START Provided passage
Formulation

Given the empirical distribution \(\hat P\) from the training data \(\{(x_i, y_i)\}\), we consider the following (distance-based) distributionally robust optimization formulations under the machine learning context. In general, DRO optimizes over the worst-case loss and satisfies the following structure:

\[ \min_{f \in \mathcal{F}}\max_{Q \in \mathcal{P}}\mathbb{E}_Q[\ell(f(X), Y)], \]

where \(\mathcal{P}\) is denoted as the ambiguity set. Usually, it satisfies the following structure:

\[ \mathcal{P}(d, \epsilon) = \{Q: d(Q, \hat P) \leq \epsilon\}. \]

Here, \(d(\cdot, \cdot)\) is a notion of distance between probability measures and \(\epsilon\) captures the size of the ambiguity set.

Given each function class \(\mathcal{F}\), we classify all the models into the following cases, where each case can be further classified given each distance type \(d\).

Synthetic Data Generation

Following the general pipeline of “Data -> Model -> Evaluation / Diagnostics”, we first integrate different kinds of synthetic data generating mechanisms into dro, including:

Python Module Function Name Description




dro.src.data.dataloader_classification
classification_basic Basic classification task
classification_DN21 Following Section 3.1.1 of
"Learning Models with Uniform Performance via Distributionally Robust Optimization"
classification_SNVD20 Following Section 5.1 of
"Certifying Some Distributional Robustness with Principled Adversarial Training"
classification_LWLC Following Section 4.1 (Classification) of
"Distributionally Robust Optimization with Data Geometry"





dro.src.data.dataloader_regression
regression_basic Basic regression task
regression_DN20_1 Following Section 3.1.2 of
"Learning Models with Uniform Performance via Distributionally Robust Optimization"
regression_DN20_2 Following Section 3.1.3 of
"Learning Models with Uniform Performance via Distributionally Robust Optimization"
regression_DN20_3 Following Section 3.3 of
"Learning Models with Uniform Performance via Distributionally Robust Optimization"
regression_LWLC Following Section 4.1 (Regression)
of "Distributionally Robust Optimization with Data Geometry"

Linear

We discuss the implementations of different classification and regression losses,

Classification:

  • SVM Loss (svm): \(\ell(f(X), Y) = \max\{1 - Y (\theta^{\top}X + b), 0\}.\)

  • Logistic Loss (logistic): \(\ell(f(X), Y) = \log(1 + \exp(-Y(\theta^{\top}X + b))).\)

Note that in classification tasks, \(Y \in \{-1, 1\}\).
END Provided passage
START Data excerpt
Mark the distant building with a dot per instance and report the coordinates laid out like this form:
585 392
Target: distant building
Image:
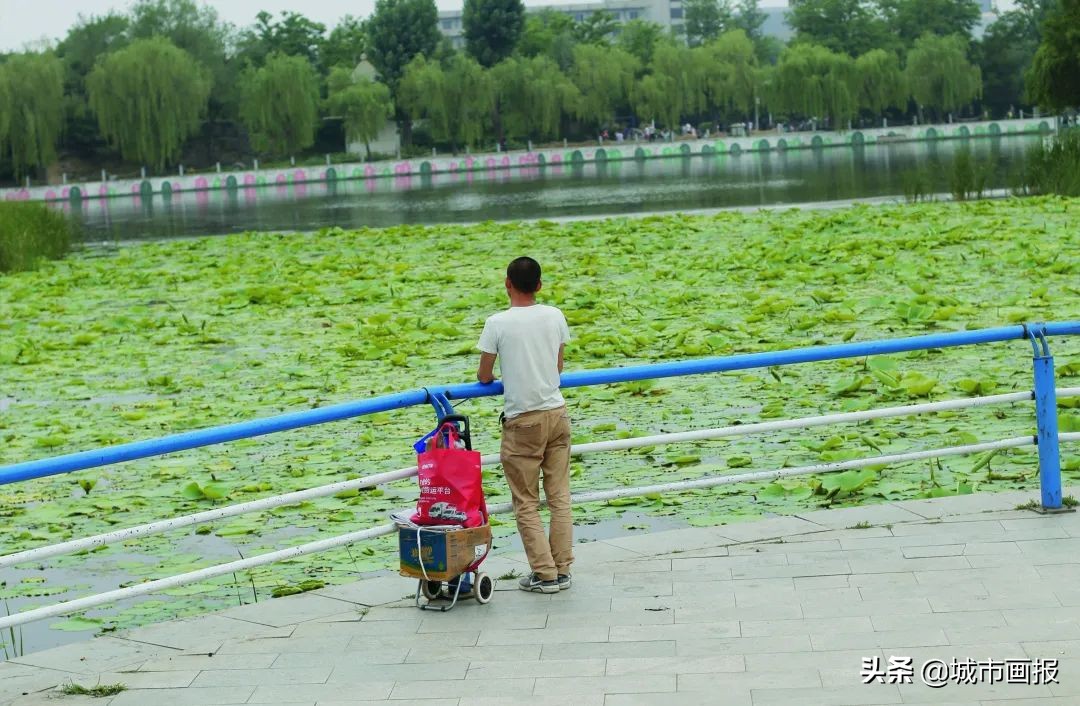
END Data excerpt
◆ **Questions**:
a) In the distributionally robust optimization documentation, what values can Y take in classification tasks?
b) Using the distributionally robust optimization documentation, explain why synthetic data generation is covered before the models.
c) Pick up the distributionally robust optimization documentation after its last sentence and continue it.

◆ **Your responses**:
a) Y takes the values -1 or 1.

b) The documentation follows the general pipeline of "Data -> Model -> Evaluation / Diagnostics." Data comes first in that pipeline, so it begins by integrating different kinds of synthetic data generating mechanisms into dro.

c)
Regression:

  • Least Absolute Deviation (lad): \(\ell(f(X), Y) = |Y - \theta^{\top}X - b|\).

  • Ordinary Least Squares (ols): \(\ell(f(X), Y) = (Y - \theta^{\top} X - b)^2\).

Above, we designate the model_type as the names in parentheses.

And our package can support (\(\ell_2\) linear regression), \(\max\{1 - Y \theta^{\top}X, 0\}\) (SVM loss) and etc.

Across the linear module, we designate the vector \(\theta = (\theta_1,\ldots, \theta_p)\) as theta and \(b\) as b.

Besides this, we support other loss types.

Solvers support:

We support DRO methods including:

  • WDRO: (Basic) Wasserstein DRO, Satisificing Wasserstein DRO;

  • Standard \(f\)-DRO: KL-DRO, \(\chi^2\)-DRO, TV-DRO;

  • Generalized \(f\)-DRO: CVaR-DRO, Marginal DRO (CVaR), Conditional DRO (CVaR);

  • MMD-DRO;

  • Bayesian-based DRO: Bayesian-PDRO, PDRO

  • Mixed-DRO: Sinkhorn-DRO, HR-DRO, MOT-DRO, Outlier-Robust Wasserstein DRO (OR-Wasserstein DRO).

Neural Network

Given the complexity of neural networks, many of the explicit optimization algorithms are not applicable. And we implement four DRO methods in an “approximate” way, including:

  • \(\chi^2\)-DRO;

  • CVaR-DRO;

  • Wasserstein DRO: we approximate it via adversarial training;

  • Holistic Robust DRO.

Furthermore, the model architectures supported in dro include:

  • Linear Models;

  • Vanilla MLP;

  • AlexNet;

  • ResNet18.

And the users could also use their own model architecture (please refer to the update function in BaseNNDRO).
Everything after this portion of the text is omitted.